In the forum thread below, condense the paragraph beginning "People making a fuss" in the opening post into one shorter sentence that keeps its main points.

PASSAGE PROVIDED:
>>
What an interesting topic.

People making a fuss about Nazi furs. As long as they are not breaking any laws they have as much right to exist and express themselves as much as anyone else.

For all we know they had ordered half the rooms before the con officials. I love watching drama unfold while I am chowing down on Cheetos.

ANTIFA are walking ironic contradictions. Let their hate group die like the hypocritical reality-denying cunts that they are.


Wolveon said:


> I just have a hard time understanding how one can be so monumentally stupid.


Stupidity knows no bounds, mate. Don't underestimate stupid, especially not the latest generation.


----------



## brian577 (Jan 29, 2017)

Yakamaru said:


> What an interesting topic.
> 
> People making a fuss about Nazi furs. As long as they are not breaking any laws they have as much right to exist and express themselves as much as anyone else.
> 
> ...
<<
MATERIAL SHOWN:
>>
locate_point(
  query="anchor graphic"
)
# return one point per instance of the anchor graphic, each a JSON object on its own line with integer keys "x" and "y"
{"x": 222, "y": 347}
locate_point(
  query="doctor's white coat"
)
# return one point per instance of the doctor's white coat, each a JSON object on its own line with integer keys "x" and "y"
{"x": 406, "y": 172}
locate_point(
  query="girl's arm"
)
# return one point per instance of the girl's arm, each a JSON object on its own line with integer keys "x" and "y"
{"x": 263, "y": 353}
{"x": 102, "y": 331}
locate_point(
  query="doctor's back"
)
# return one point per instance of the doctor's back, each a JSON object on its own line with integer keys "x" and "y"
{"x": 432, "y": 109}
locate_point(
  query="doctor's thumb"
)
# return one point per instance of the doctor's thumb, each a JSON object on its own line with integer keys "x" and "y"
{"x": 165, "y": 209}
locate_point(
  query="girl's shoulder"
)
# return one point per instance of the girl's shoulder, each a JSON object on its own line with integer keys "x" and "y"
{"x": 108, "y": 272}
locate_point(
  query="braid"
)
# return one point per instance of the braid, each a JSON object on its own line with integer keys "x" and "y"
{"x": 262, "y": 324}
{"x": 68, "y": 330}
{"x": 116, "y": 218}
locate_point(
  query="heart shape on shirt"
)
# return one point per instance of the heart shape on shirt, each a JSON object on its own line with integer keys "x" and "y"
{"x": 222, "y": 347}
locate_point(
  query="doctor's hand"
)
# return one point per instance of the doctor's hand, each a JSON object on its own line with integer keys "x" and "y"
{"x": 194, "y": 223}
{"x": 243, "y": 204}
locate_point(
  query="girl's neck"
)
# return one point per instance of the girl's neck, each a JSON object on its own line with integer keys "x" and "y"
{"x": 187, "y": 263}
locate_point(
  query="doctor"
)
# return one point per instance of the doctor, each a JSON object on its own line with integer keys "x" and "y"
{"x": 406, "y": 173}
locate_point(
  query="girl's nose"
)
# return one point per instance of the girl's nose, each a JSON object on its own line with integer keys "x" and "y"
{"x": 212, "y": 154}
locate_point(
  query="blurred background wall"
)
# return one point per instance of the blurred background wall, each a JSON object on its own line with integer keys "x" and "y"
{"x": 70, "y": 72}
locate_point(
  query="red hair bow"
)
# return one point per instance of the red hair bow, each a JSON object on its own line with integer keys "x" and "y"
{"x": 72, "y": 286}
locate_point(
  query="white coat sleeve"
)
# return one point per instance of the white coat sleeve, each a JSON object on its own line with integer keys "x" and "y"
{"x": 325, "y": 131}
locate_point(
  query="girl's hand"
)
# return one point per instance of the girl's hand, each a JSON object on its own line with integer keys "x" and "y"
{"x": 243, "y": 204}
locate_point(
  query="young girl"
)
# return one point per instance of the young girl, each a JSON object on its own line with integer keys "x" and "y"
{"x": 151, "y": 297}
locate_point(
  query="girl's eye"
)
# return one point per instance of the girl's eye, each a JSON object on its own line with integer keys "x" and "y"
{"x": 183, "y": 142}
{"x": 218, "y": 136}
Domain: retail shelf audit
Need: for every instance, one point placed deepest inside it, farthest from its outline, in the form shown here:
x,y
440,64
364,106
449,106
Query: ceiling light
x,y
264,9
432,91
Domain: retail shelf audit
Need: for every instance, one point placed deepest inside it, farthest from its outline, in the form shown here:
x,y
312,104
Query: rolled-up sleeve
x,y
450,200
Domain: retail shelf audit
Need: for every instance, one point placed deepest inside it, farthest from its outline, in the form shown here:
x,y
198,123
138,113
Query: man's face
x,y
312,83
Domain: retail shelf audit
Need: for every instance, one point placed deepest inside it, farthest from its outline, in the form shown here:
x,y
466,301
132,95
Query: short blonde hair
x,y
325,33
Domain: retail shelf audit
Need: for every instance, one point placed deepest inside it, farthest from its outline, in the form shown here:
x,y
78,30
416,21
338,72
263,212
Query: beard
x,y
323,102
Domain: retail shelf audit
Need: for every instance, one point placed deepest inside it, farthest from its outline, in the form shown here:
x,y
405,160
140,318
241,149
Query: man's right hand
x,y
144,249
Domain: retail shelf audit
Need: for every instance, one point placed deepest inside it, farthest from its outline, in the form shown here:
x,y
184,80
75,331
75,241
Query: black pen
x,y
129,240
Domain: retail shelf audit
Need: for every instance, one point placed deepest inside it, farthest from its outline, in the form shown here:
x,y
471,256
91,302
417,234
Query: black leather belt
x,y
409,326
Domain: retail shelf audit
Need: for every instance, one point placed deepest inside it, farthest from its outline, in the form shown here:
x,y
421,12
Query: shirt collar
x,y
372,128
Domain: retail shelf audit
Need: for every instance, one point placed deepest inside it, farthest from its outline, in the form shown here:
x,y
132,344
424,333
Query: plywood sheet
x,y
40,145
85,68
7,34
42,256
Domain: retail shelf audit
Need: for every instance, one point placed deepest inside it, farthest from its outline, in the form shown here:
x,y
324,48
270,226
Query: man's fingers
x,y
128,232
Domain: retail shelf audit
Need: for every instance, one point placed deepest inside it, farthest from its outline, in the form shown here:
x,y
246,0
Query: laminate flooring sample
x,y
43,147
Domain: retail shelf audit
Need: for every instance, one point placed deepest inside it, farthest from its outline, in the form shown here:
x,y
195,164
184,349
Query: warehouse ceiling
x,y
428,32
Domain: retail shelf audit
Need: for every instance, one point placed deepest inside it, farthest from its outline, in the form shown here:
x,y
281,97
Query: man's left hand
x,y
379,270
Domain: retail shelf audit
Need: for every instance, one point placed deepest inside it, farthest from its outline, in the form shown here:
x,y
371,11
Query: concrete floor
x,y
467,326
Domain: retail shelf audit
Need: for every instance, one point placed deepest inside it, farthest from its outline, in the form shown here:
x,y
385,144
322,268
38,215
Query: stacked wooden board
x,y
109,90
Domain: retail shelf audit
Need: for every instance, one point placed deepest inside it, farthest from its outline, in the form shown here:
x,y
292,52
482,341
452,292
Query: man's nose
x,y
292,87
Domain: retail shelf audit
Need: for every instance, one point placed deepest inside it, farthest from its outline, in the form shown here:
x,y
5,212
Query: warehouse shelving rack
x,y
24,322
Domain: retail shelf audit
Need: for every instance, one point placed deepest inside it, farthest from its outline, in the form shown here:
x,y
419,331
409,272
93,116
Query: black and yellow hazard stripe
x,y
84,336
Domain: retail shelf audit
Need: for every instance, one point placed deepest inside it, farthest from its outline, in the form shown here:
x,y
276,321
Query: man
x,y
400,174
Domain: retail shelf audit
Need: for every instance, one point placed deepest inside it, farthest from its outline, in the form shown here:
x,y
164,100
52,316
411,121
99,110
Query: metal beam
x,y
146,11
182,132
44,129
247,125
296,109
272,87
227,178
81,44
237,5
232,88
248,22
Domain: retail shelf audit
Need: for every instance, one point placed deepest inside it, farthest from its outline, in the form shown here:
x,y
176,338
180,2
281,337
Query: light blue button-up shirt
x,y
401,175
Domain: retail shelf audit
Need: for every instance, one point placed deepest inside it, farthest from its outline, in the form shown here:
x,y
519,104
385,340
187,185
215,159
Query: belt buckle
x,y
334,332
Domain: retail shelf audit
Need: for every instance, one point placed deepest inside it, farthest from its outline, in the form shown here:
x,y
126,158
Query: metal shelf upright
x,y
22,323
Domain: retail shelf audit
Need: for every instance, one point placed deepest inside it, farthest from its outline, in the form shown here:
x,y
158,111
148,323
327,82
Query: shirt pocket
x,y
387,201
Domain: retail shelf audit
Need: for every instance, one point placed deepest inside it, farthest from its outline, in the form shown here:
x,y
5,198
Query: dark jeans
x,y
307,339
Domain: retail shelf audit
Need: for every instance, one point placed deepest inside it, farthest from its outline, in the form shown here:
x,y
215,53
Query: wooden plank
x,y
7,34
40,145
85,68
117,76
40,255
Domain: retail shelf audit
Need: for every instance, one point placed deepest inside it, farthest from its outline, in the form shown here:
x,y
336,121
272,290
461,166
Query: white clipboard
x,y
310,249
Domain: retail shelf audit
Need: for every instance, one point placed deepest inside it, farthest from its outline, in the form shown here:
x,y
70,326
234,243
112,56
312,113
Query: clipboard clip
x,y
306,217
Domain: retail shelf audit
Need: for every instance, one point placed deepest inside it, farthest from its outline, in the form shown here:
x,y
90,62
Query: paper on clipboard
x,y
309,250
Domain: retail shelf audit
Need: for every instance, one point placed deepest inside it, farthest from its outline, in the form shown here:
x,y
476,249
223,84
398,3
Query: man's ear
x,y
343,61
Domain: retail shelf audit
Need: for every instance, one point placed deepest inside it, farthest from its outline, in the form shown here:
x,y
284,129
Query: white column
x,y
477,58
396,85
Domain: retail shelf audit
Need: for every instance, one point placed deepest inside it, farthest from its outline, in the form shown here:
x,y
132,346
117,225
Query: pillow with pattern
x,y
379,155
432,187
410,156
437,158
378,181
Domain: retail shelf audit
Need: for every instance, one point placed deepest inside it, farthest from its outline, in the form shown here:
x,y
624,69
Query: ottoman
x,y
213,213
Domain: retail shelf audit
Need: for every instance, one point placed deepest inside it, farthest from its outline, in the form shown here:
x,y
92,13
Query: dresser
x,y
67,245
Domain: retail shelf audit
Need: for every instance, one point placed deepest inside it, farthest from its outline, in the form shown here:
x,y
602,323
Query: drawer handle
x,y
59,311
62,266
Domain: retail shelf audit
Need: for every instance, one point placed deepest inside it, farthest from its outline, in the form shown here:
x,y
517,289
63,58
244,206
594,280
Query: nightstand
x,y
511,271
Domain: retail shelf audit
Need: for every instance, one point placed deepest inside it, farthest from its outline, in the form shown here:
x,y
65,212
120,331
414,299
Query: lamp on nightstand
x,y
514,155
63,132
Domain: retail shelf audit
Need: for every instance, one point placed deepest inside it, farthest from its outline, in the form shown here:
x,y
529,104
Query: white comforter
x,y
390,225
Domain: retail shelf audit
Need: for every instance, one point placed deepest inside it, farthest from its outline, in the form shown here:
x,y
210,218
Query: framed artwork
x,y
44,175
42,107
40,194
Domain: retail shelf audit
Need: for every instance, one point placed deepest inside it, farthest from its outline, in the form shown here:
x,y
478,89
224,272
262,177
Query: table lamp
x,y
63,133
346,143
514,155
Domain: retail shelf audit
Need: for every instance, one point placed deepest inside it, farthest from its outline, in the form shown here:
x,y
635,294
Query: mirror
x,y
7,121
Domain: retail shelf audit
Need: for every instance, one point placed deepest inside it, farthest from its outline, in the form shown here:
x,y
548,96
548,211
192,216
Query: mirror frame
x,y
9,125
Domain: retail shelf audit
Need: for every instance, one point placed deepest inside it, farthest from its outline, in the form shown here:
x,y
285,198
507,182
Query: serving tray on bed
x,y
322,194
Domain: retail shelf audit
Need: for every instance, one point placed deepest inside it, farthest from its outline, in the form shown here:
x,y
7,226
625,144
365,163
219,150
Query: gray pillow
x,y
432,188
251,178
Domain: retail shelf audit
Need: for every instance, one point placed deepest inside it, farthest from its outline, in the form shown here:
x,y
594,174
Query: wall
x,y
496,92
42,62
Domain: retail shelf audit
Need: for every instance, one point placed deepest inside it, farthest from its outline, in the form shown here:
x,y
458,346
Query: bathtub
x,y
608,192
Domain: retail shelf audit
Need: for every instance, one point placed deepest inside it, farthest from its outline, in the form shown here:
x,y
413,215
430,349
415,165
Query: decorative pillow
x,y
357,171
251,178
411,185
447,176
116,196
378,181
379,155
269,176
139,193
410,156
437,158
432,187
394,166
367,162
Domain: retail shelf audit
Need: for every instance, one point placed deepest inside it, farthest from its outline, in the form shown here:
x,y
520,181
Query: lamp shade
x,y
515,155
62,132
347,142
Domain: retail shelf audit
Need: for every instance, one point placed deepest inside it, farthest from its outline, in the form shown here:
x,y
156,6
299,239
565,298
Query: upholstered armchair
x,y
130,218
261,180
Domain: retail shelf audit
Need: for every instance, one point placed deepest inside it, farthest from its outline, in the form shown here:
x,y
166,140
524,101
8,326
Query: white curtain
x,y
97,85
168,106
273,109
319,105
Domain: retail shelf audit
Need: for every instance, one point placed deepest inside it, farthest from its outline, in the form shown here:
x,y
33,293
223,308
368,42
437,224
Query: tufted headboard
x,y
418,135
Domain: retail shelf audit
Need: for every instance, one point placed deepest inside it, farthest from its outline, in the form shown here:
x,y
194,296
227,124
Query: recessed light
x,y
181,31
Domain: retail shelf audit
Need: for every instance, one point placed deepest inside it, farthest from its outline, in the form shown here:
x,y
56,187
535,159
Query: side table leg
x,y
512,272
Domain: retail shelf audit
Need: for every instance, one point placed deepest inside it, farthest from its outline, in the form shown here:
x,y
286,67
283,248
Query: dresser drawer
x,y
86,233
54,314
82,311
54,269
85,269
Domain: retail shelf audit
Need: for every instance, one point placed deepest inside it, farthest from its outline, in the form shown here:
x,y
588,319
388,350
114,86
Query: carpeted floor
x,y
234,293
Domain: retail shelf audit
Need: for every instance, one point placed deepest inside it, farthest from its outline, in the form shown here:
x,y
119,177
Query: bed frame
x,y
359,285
<<
RESULT FOR THIS TASK:
Some people object to Nazi furs, but as long as they break no laws, they have the same right as anyone else to exist and express themselves.